» Task prompt
Reproduce the portion of the text describing the Dharma Rain Centre starting at "The Dharma Rain Centre for" and ending at "of those views.".

» Reading text
“In order to bring peace and security to living beings
I have appeared in the world
and for the sake of this great assembly
I preach the sweet dew of the pure Law.

I rain down the Dharma rain,
filling the whole world,
and this single-flavoured Dharma
is practised by each according to the individual’s power”.1

The Dharma Rain Centre for Buddhist Studies is contemplated as a resource centre that would offer a quiet and supportive environment to all those who are interested in exploring Buddhist thought and practice.

The mission of The Dharma Rain Centre would be to spread and make widely known the principles and philosophy of Buddhism and to encourage the study and practice of those views.

The Centre would present all the major Buddhist schools and traditions, and would function in a non-sectarian and non-denominational manner. Its vision would include dialogue and understanding between different schools of Buddhism and interaction with other religious and scientific traditions.

At the turn of the millennium, the spiral of violence and hatred that seems to have plunged the world into despair and hopelessness has demanded of Buddhism, as it has of other religious traditions, answers to the problems faced by humanity. A deep realisation of the Buddhist way, requires sustained effort, and moment to moment mindfulness of the relevance of the Buddha’s teachings to such contemporary problems. The Dharma Rain Centre would strive to bring this understanding to the study and practice of Buddhism as a living tradition, through the various activities organised by the Centre.

The Centre would be a forum to bring together teachers, students, scholars and practitioners, both lay and monastic, who wish to engage in the spirit of genuinely seeking the Buddha’s teachings. Yet, it would be a resource that offers to the newcomer or the young person, a warm feeling of friendliness and welcome; an environment that is not intimidating or overly academic, but at the same time conducive to questioning and learning.

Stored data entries
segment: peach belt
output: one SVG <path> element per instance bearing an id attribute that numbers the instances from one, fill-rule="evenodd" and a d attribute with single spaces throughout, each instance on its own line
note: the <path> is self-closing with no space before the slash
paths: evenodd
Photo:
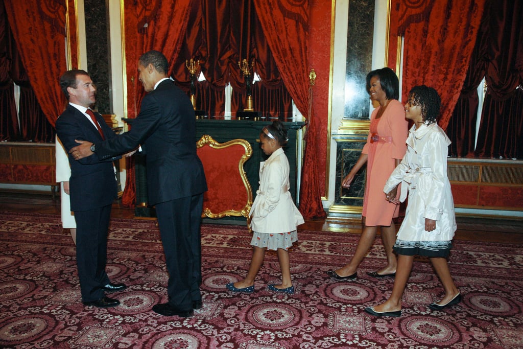
<path id="1" fill-rule="evenodd" d="M 281 187 L 281 192 L 280 192 L 280 193 L 281 193 L 282 194 L 285 194 L 286 193 L 287 193 L 288 191 L 289 191 L 289 189 L 287 188 L 287 187 L 286 186 L 283 186 L 283 187 Z M 260 189 L 258 189 L 257 190 L 256 190 L 256 195 L 265 195 L 265 192 L 262 192 Z"/>
<path id="2" fill-rule="evenodd" d="M 381 136 L 378 133 L 370 135 L 371 143 L 392 143 L 392 136 Z"/>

» Result
The Dharma Rain Centre for Buddhist Studies is contemplated as a resource centre that would offer a quiet and supportive environment to all those who are interested in exploring Buddhist thought and practice.

The mission of The Dharma Rain Centre would be to spread and make widely known the principles and philosophy of Buddhism and to encourage the study and practice of those views.